>> begin EXTRACTED TEXT

A single-cell wireless LAN using the IEEE 802.11 Wireless LAN Standard is an Independent Basic Service Set (IBSS) network. An IBSS has an optional backbone network and consists of at least two wireless stations. A multiple-cell wireless LAN using the IEEE 802.11 Wireless LAN Standard is an Extended Service Set (ESS) network. An ESS satisfies the needs of large coverage networks of arbitrary size and complexity.
Each wireless station and access point in an IEEE 802.11 wireless LAN implements the MAC layer service, which provides the capability for wireless stations to exchange MAC frames. The MAC frame transmits management, control, or data between wireless stations and access points. After a station forms the applicable MAC frame, the frame's bits are passed to the Physical Layer for transmission.
Before transmitting a frame, the MAC layer must first gain access to the network. Three interframe space (IFS) intervals defer an IEEE 802.11 station's access to the medium and provide various levels of priority. Each interval defines the duration between the end of the last symbol of the previous frame and the beginning of the first symbol of the next frame. The Short Interframe Space (SIFS) provides the highest priority level by allowing some frames to access the medium before others, such as an Acknowledgement (ACK) frame, a Clear-to-Send (CTS) frame, or a subsequent fragment burst of a previous data frame. These frames require expedited access to the network to minimize frame retransmissions.
The Priority Interframe Space (PIFS) is used for high-priority access to the medium during the contention-free period. A point coordinator in the access point connected to the backbone network controls the priority-based Point Coordination Function (PCF) to dictate which stations in the cell can gain access to the medium. The point coordinator in the access point sends a contention-free poll frame to a station, granting the station permission to transmit a single frame to any destination. All other stations in the cell can only transmit during a contention-free period if the point coordinator grants them access to the medium. The end of the contention-free period is signaled by the contention-free end frame sent by the point coordinator, which occurs when time expires or when the point coordinator has no further frames to transmit and no stations to poll. The Priority Interframe Space (PIFS) is also known as the PCF Interframe Space.
The distributed coordination function (DCF) Interframe Space (DIFS) is used for transmitting low-priority data frames during the contention-based period. The DIFS spacing delays the transmission of lower-priority frames to occur later than the priority-based transmission frames. An Extended Interframe Space (EIFS) goes beyond the time of a DIFS interval, as a waiting period when a bad reception occurs. The EIFS interval provides enough time for the receiving station to send an acknowledgment (ACK) frame.
During the contention-based period, the distributed coordination function (DCF) uses the Carrier-Sense Multiple Access With Collision Avoidance (CSMA/CA) contention-based protocol, which is similar to IEEE 802.3 Ethernet. The CSMA/CA protocol minimizes the chance of collisions between stations sharing the medium by waiting a random backoff interval if the station's sensing mechanism indicates a busy medium. The period of time a minimal interval following traffic on the medium is when the highest probability of collisions occurs, especially where there is high utilization. Once the medium is idle, CSMA/CA protocol causes each station to delay its transmission by a random backoff time, thereby minimizing the chance it will collide with those from other stations.

>> end EXTRACTED TEXT

INSTRUCTION 1: From the passage on IEEE 802.11 wireless LANs, list every frame the text gives as an example of one that the Short Interframe Space lets reach the medium before others.
INSTRUCTION 2: Reproduce the part of the passage on IEEE 802.11 wireless LANs that begins at the words "A single-cell wireless" and stops after the words "size and complexity.".

>> begin DATASET CONTENT

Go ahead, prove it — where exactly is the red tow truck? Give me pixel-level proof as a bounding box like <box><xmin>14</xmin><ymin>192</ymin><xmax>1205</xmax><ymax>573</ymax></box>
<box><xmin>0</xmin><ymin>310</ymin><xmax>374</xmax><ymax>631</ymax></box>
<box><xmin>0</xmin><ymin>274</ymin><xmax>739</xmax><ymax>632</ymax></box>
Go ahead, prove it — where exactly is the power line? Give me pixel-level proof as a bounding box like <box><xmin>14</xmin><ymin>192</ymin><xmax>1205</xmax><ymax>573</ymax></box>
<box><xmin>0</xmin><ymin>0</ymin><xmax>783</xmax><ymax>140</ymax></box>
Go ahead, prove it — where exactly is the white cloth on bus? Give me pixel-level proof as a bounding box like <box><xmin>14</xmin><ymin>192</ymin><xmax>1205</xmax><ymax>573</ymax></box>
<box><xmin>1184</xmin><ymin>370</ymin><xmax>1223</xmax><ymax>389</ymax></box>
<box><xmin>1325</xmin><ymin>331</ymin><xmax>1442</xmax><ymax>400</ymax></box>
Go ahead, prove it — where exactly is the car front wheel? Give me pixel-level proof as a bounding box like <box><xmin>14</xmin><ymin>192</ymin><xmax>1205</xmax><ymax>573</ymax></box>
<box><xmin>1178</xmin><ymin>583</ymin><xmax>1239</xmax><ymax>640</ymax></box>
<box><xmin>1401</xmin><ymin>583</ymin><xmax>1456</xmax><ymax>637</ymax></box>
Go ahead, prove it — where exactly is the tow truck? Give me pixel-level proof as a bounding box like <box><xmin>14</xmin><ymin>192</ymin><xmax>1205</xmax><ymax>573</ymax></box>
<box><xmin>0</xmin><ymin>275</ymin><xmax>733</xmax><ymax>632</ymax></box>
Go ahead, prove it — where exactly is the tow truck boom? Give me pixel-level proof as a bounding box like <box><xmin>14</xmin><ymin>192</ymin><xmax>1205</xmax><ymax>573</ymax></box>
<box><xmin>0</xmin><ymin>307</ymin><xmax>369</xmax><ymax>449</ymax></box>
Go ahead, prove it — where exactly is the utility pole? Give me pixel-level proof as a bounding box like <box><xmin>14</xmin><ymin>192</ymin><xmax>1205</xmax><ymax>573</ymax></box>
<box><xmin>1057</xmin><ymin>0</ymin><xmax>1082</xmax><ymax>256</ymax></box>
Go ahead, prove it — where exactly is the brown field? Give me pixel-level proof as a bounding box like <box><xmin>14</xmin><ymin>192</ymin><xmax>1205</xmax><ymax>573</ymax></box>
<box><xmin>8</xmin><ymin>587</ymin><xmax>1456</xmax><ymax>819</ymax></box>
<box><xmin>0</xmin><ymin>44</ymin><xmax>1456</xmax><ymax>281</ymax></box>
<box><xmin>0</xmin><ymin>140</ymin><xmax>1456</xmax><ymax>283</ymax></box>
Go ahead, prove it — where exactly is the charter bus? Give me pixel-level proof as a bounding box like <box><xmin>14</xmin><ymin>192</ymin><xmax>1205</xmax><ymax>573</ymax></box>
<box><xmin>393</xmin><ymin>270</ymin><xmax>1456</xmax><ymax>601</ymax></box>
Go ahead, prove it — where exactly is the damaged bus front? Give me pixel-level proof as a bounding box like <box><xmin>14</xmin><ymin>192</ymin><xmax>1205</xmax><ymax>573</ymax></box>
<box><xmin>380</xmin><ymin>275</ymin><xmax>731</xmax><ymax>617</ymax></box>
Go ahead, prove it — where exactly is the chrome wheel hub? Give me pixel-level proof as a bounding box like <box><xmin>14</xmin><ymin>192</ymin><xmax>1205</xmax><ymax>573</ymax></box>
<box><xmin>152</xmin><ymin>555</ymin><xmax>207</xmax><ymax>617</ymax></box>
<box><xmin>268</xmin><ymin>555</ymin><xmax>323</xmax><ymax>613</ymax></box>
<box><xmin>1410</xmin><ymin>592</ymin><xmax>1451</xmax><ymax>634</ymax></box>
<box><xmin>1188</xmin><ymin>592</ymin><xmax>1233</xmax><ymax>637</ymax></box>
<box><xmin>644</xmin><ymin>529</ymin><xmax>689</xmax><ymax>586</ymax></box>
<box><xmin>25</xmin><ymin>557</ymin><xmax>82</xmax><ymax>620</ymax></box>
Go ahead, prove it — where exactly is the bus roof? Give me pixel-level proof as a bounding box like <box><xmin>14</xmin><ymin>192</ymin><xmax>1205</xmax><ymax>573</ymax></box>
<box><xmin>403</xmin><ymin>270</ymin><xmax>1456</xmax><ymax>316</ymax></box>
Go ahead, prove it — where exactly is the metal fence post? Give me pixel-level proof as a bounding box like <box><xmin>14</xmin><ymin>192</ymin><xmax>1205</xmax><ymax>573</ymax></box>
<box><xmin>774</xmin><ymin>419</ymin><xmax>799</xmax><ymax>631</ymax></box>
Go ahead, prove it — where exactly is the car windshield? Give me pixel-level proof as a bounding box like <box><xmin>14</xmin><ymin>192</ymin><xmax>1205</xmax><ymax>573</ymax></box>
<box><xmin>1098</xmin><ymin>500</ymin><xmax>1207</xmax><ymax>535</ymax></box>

>> end DATASET CONTENT

EXERCISE SOLUTION 1:
- Acknowledgement (ACK) frame
- Clear-to-Send (CTS) frame
- a subsequent fragment burst of a previous data frame

EXERCISE SOLUTION 2:
A single-cell wireless LAN using the IEEE 802.11 Wireless LAN Standard is an Independent Basic Service Set (IBSS) network. An IBSS has an optional backbone network and consists of at least two wireless stations. A multiple-cell wireless LAN using the IEEE 802.11 Wireless LAN Standard is an Extended Service Set (ESS) network. An ESS satisfies the needs of large coverage networks of arbitrary size and complexity.